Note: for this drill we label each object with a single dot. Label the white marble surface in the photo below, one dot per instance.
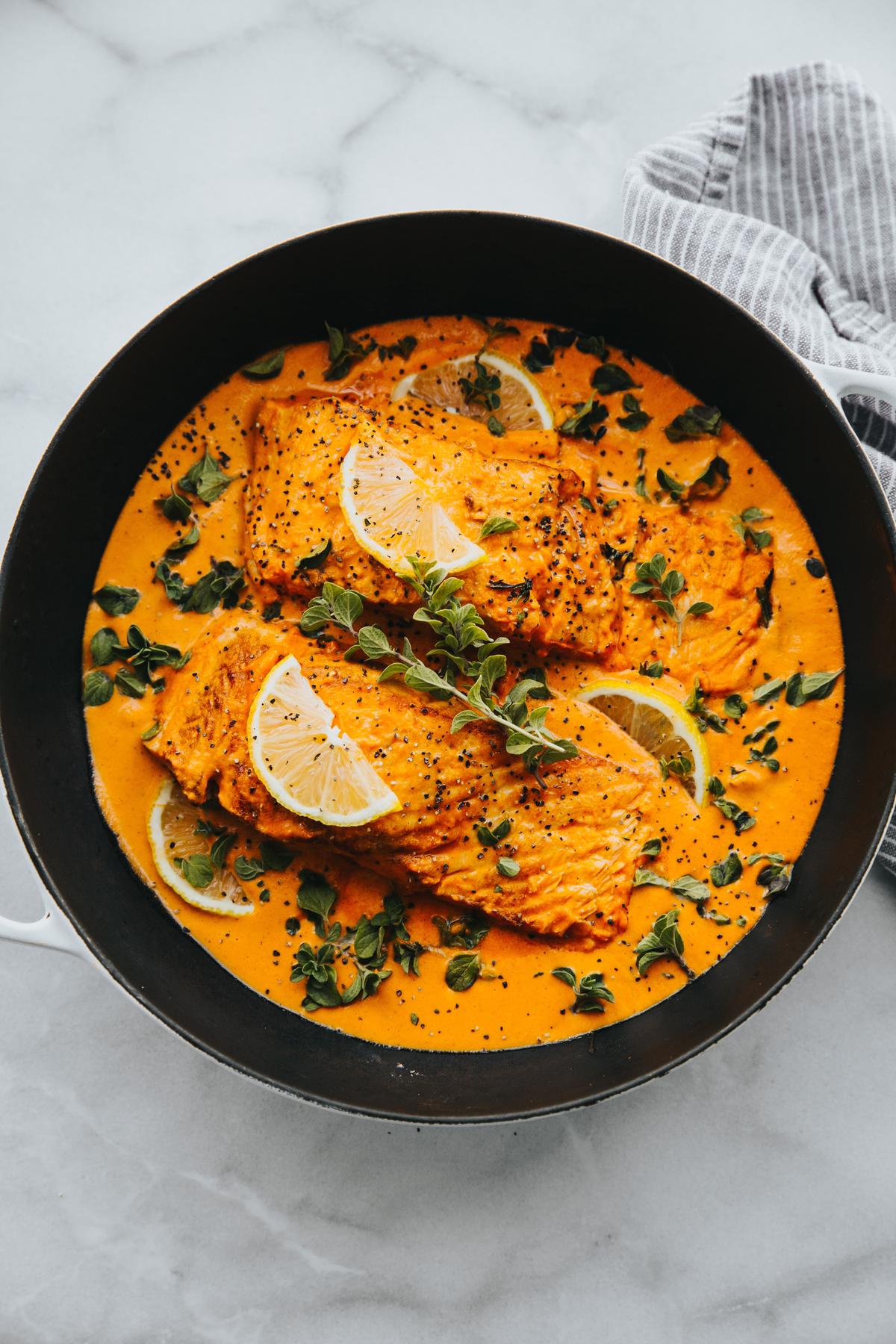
(147, 1195)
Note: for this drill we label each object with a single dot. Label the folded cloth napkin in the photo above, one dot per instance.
(785, 199)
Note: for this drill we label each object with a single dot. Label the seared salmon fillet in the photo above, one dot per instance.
(718, 647)
(561, 579)
(546, 582)
(576, 840)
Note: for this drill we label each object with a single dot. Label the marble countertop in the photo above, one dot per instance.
(148, 1195)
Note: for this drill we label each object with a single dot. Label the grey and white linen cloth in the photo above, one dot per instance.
(785, 199)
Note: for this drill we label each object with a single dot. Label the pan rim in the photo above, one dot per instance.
(108, 964)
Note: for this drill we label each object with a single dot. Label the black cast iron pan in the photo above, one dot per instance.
(367, 272)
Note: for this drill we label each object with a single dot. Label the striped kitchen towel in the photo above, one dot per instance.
(785, 199)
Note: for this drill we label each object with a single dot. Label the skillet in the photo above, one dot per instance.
(366, 272)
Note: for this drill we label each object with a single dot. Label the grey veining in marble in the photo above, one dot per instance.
(147, 1195)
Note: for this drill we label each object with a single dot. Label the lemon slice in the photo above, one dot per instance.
(394, 517)
(523, 402)
(657, 722)
(172, 835)
(304, 761)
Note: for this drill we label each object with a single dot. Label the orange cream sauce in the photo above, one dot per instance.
(523, 1004)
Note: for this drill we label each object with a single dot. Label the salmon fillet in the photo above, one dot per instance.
(561, 581)
(719, 648)
(546, 582)
(576, 840)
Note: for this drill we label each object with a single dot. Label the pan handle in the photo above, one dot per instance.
(845, 382)
(50, 930)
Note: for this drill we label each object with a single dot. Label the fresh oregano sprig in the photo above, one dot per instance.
(655, 581)
(465, 651)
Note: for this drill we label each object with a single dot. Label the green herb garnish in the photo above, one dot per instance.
(99, 688)
(176, 551)
(196, 868)
(727, 870)
(635, 418)
(695, 705)
(612, 378)
(662, 941)
(496, 524)
(206, 479)
(591, 995)
(222, 585)
(314, 558)
(694, 423)
(742, 524)
(467, 930)
(489, 836)
(344, 352)
(763, 597)
(316, 898)
(662, 586)
(810, 685)
(114, 600)
(269, 366)
(175, 507)
(768, 691)
(586, 421)
(408, 956)
(484, 390)
(462, 971)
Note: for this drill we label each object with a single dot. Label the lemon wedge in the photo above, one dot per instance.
(657, 722)
(394, 517)
(173, 836)
(304, 761)
(523, 402)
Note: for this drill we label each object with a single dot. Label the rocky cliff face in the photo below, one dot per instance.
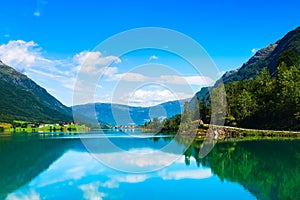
(266, 57)
(22, 98)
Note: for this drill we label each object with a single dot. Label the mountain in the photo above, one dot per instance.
(23, 99)
(117, 114)
(266, 57)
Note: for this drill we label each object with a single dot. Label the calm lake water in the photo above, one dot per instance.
(45, 167)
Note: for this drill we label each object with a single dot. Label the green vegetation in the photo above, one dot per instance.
(265, 102)
(271, 103)
(268, 169)
(29, 127)
(24, 100)
(188, 121)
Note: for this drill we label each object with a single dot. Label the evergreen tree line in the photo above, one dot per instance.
(266, 102)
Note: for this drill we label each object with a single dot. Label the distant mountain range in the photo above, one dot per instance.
(23, 99)
(267, 57)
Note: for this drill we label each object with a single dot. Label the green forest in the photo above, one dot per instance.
(270, 101)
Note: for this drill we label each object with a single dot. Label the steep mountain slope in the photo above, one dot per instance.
(116, 114)
(23, 99)
(266, 57)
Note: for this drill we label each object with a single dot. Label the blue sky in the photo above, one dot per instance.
(46, 36)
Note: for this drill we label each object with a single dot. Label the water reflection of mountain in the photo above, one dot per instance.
(24, 158)
(268, 169)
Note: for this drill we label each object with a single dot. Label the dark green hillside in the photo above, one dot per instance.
(265, 92)
(266, 57)
(23, 99)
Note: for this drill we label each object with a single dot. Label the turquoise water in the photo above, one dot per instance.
(60, 167)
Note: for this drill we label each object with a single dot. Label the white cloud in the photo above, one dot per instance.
(37, 13)
(115, 180)
(130, 77)
(153, 97)
(186, 174)
(22, 55)
(94, 62)
(154, 57)
(91, 191)
(32, 195)
(254, 50)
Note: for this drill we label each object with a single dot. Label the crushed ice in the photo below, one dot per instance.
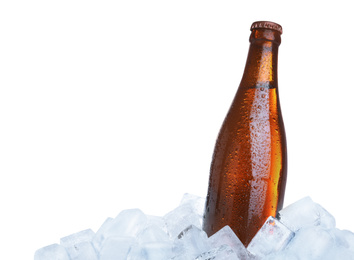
(304, 230)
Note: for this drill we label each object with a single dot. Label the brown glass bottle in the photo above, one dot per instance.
(249, 165)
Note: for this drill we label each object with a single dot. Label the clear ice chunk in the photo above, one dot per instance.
(98, 239)
(195, 202)
(272, 237)
(153, 233)
(79, 246)
(128, 223)
(312, 243)
(115, 247)
(305, 213)
(226, 236)
(180, 218)
(151, 251)
(344, 238)
(191, 241)
(51, 252)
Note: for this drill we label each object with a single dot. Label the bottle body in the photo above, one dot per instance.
(248, 170)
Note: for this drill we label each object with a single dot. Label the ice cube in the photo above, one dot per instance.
(128, 223)
(99, 236)
(180, 218)
(345, 238)
(153, 233)
(151, 251)
(76, 238)
(157, 221)
(51, 252)
(305, 213)
(79, 246)
(192, 241)
(116, 247)
(196, 202)
(312, 243)
(226, 236)
(272, 237)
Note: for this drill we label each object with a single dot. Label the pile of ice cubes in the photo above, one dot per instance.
(303, 230)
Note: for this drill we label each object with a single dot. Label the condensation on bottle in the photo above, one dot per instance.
(249, 165)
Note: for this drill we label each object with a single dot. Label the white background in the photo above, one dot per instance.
(110, 105)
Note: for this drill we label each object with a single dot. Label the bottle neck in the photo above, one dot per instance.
(261, 68)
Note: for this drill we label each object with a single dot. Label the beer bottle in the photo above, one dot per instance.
(249, 164)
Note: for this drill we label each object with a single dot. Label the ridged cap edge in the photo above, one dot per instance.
(267, 25)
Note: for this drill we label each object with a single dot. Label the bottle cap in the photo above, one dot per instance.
(267, 25)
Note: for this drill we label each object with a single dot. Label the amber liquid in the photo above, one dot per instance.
(248, 170)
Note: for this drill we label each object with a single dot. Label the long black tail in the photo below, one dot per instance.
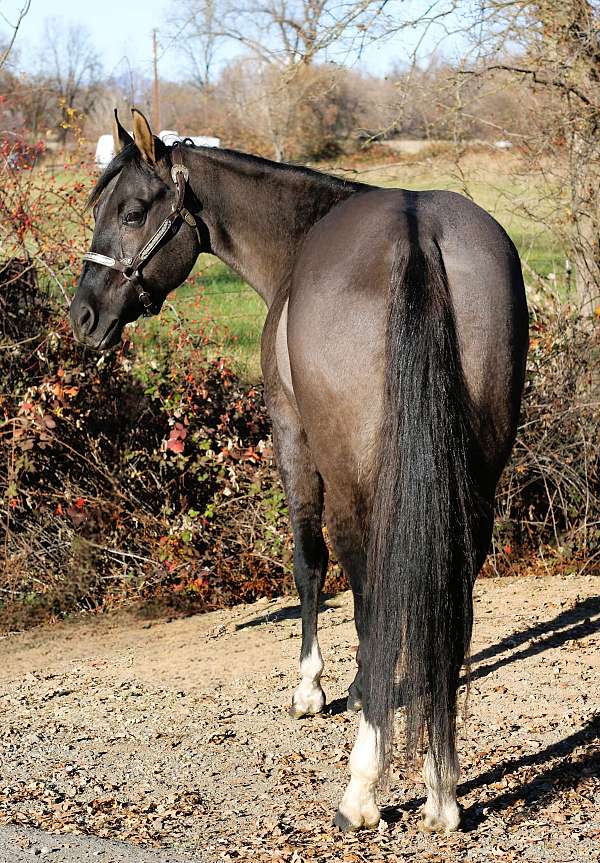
(421, 546)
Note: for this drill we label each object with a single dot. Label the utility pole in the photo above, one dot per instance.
(155, 99)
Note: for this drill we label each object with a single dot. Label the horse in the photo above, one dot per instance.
(393, 357)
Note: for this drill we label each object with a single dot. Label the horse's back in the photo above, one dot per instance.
(338, 309)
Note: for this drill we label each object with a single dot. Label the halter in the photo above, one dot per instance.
(131, 268)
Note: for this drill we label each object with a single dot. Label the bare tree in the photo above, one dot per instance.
(195, 30)
(13, 27)
(284, 33)
(73, 71)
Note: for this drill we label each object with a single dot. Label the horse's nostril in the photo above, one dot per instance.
(85, 319)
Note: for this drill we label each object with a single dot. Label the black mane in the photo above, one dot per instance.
(131, 155)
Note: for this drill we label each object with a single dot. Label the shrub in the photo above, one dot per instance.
(125, 480)
(137, 479)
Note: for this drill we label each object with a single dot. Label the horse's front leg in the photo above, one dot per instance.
(304, 492)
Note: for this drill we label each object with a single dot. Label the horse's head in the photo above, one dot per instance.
(145, 240)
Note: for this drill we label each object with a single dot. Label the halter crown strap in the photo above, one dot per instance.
(131, 267)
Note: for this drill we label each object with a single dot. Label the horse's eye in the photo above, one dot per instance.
(134, 217)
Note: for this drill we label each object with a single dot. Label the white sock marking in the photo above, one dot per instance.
(358, 804)
(309, 697)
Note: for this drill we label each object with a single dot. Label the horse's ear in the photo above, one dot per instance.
(143, 137)
(121, 136)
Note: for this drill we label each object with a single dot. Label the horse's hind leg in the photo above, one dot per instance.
(304, 493)
(346, 535)
(440, 774)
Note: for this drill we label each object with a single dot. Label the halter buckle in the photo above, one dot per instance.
(178, 168)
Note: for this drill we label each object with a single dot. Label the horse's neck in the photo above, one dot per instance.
(258, 212)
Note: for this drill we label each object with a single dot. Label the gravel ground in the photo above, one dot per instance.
(174, 737)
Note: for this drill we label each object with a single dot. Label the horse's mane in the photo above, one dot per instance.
(127, 156)
(247, 162)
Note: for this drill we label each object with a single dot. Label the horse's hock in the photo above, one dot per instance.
(176, 735)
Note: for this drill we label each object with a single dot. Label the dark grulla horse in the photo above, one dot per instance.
(393, 357)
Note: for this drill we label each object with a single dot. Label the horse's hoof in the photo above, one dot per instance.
(312, 707)
(343, 823)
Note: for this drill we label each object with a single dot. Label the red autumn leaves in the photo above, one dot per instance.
(175, 442)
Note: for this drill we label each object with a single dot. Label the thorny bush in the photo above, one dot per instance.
(127, 479)
(123, 480)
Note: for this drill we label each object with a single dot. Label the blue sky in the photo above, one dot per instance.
(122, 32)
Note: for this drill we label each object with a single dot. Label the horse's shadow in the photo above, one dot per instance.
(569, 625)
(565, 774)
(290, 612)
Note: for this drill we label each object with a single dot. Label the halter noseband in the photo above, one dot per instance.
(131, 268)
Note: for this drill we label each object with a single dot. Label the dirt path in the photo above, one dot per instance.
(176, 735)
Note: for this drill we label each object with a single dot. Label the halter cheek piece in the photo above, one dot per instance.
(131, 268)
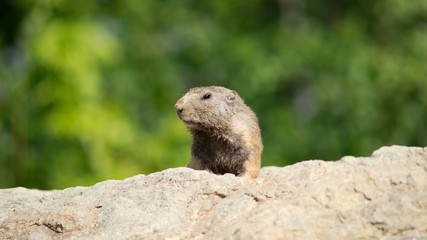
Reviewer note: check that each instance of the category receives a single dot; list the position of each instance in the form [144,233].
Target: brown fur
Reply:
[226,135]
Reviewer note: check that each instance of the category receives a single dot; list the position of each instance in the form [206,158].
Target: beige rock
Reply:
[379,197]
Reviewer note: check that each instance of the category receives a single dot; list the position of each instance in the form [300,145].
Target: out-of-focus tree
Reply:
[87,88]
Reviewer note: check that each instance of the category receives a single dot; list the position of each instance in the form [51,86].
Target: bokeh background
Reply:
[87,88]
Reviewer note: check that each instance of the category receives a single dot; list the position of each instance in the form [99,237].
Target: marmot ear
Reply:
[232,96]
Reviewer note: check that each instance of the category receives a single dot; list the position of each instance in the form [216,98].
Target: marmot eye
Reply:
[207,95]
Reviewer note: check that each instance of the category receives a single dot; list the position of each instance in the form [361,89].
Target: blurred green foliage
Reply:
[87,88]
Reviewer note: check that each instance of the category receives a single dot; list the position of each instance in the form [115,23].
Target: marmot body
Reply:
[226,135]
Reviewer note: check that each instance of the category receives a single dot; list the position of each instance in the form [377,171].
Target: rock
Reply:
[382,196]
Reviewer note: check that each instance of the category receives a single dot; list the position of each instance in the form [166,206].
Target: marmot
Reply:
[225,131]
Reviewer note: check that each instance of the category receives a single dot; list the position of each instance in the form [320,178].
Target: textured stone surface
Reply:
[382,196]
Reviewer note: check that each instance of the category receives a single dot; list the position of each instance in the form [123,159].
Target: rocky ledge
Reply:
[383,196]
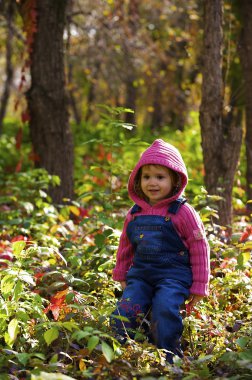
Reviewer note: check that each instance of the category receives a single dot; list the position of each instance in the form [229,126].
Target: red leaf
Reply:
[18,138]
[19,166]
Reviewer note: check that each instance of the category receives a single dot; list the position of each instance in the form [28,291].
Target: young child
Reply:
[163,254]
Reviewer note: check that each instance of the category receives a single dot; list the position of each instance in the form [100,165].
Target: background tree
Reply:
[7,10]
[47,101]
[221,131]
[246,59]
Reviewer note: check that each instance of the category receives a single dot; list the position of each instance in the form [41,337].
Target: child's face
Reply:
[156,183]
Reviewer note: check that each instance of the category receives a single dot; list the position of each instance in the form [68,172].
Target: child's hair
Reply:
[175,177]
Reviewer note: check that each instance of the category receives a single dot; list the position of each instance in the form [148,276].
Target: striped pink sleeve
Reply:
[191,229]
[124,257]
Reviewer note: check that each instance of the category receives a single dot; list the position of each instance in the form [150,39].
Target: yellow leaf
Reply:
[54,228]
[61,218]
[82,365]
[74,210]
[150,109]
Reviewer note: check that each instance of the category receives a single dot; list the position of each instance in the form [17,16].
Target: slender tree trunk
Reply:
[47,100]
[246,60]
[130,101]
[9,69]
[221,139]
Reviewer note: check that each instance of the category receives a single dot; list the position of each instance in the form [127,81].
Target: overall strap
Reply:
[175,205]
[135,209]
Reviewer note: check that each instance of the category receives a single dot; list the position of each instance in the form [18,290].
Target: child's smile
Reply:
[156,183]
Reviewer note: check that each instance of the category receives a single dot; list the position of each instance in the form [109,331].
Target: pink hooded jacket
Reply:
[186,222]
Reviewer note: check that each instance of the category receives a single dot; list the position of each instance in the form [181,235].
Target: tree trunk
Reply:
[47,100]
[246,60]
[8,64]
[221,138]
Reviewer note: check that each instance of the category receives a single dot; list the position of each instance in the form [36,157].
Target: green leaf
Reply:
[7,284]
[23,358]
[18,247]
[50,376]
[13,331]
[92,342]
[17,290]
[51,335]
[107,352]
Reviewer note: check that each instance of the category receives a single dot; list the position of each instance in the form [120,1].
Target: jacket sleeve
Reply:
[190,228]
[124,257]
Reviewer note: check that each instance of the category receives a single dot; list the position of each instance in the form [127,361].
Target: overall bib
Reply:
[160,279]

__________

- **YOUR TASK**
Retype the lines from the one containing "Target: jacket sleeve" to the last line above. Change nothing and include no others.

- **RESPONSE BELOW**
Target: jacket sleeve
Reply:
[190,228]
[124,257]
Reviewer note: check that each instance of the category receives a single dot; list the position of each instance in the form [127,361].
Target: overall bib
Reply:
[160,279]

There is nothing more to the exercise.